Transcribe word for word the lines spanning the line with "Query: gold stripe on jersey" through the end of the records.

___ Data extract

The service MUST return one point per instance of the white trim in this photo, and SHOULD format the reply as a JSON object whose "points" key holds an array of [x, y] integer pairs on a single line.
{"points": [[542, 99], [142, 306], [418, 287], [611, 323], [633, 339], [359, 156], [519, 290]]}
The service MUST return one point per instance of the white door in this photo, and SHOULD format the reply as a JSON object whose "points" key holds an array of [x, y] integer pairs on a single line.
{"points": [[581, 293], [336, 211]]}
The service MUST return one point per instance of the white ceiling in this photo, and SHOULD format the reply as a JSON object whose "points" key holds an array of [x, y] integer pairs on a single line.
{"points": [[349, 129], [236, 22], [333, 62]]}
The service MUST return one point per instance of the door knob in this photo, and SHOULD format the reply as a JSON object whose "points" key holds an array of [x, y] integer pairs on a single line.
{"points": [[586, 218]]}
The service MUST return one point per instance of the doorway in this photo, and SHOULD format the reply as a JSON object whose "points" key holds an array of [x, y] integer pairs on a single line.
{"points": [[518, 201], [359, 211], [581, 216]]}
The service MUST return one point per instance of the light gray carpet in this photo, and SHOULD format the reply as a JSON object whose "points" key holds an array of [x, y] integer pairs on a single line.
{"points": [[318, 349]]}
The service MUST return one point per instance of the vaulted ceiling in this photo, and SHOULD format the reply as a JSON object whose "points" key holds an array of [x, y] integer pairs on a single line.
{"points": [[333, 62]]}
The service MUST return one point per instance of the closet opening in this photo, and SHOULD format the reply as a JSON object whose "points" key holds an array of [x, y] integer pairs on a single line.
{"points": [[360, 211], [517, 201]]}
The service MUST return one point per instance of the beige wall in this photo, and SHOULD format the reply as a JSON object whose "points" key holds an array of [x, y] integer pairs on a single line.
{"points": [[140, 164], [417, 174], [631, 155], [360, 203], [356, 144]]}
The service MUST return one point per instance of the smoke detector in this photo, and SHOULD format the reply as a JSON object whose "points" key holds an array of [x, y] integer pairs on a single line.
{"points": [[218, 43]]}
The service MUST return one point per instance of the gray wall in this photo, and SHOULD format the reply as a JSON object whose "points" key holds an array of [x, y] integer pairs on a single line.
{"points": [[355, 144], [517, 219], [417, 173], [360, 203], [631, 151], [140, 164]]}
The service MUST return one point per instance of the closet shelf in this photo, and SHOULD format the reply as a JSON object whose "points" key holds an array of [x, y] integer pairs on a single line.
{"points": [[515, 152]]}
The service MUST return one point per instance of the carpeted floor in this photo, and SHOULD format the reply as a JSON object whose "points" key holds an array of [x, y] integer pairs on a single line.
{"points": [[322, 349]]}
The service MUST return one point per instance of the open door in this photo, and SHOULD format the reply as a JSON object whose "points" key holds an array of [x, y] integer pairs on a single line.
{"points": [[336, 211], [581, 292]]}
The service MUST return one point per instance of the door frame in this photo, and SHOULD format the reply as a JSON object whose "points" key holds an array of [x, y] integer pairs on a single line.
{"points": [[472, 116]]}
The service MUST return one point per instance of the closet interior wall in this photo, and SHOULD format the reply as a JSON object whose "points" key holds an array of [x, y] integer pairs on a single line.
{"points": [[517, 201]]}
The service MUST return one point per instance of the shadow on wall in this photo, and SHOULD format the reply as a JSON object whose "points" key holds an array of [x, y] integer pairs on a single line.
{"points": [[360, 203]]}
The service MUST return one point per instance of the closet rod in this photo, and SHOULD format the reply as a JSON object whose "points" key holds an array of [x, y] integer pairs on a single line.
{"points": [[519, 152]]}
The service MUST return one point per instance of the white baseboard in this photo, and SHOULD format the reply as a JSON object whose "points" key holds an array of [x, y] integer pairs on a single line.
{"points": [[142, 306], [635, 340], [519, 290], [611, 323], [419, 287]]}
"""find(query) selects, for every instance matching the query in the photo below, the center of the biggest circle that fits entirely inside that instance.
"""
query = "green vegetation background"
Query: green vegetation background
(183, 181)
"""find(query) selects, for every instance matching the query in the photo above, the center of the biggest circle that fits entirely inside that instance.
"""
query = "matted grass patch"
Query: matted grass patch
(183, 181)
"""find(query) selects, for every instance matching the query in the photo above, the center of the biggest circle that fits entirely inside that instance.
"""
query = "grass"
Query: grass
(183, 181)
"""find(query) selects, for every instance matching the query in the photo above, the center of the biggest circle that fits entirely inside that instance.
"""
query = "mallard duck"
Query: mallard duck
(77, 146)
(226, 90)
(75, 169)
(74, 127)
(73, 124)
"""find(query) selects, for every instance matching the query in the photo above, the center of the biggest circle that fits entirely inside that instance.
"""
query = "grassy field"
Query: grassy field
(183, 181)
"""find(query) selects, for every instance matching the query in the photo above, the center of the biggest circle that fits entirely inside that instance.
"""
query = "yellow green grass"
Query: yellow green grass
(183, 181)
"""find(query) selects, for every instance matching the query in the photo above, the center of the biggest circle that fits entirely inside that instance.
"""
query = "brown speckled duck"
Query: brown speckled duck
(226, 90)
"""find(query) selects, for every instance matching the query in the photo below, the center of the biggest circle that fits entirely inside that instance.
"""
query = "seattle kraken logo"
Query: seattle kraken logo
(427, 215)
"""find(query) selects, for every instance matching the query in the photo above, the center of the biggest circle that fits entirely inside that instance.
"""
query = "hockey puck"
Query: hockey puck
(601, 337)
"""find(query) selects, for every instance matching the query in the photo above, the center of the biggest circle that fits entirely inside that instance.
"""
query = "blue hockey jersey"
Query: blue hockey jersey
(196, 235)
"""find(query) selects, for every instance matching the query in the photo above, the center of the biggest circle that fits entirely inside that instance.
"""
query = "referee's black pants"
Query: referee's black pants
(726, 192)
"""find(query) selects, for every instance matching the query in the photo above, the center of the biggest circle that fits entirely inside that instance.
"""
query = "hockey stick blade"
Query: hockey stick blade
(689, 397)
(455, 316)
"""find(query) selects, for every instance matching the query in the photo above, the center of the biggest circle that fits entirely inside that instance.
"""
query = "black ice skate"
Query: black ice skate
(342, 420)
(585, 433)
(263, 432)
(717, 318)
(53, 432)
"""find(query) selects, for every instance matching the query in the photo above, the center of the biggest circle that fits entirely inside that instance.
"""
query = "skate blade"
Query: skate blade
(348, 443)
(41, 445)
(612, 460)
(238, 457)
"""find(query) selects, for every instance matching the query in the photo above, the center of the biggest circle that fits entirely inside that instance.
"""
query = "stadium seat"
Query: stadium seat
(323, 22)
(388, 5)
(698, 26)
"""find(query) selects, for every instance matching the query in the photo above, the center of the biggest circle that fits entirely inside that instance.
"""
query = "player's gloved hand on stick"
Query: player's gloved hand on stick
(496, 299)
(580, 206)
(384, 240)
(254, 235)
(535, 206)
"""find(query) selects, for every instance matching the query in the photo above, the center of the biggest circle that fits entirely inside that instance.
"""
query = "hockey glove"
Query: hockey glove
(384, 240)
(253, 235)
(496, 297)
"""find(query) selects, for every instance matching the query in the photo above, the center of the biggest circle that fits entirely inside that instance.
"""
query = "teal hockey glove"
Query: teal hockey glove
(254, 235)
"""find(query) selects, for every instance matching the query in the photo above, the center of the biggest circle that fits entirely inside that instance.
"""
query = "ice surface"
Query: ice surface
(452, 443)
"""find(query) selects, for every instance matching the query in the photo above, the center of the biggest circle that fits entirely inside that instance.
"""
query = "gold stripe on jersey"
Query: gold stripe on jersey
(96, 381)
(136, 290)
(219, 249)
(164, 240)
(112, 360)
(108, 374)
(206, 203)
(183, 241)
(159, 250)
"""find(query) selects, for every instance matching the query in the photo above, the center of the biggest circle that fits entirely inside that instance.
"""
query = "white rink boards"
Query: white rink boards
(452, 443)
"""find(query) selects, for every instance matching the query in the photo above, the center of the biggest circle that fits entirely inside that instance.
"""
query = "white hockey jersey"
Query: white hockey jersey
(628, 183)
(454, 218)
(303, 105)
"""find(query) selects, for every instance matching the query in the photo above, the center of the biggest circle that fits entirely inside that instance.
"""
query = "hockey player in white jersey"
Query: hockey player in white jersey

______

- Result below -
Query: gold stripe on jersey
(96, 381)
(136, 290)
(219, 249)
(164, 240)
(112, 360)
(108, 374)
(206, 203)
(183, 241)
(159, 250)
"""find(query) selects, for every instance matching the query in the photo above, the center of the biggest circle that fits entirely inside that instance.
"""
query = "white rink boards"
Query: white rink boards
(452, 443)
"""find(query) selects, for every instance matching the query in the photo above, the center of the biggest circle that fits entirely inside that instance.
"""
query = "white hockey jersey"
Query: white hockey jersey
(628, 183)
(454, 218)
(303, 105)
"""find(query) selects, for every instance matching the query in the photo above, the center of the biggest circle that fits entirely inside that instance.
"""
query = "hockey player in white jersey"
Query: hockey player in white jersey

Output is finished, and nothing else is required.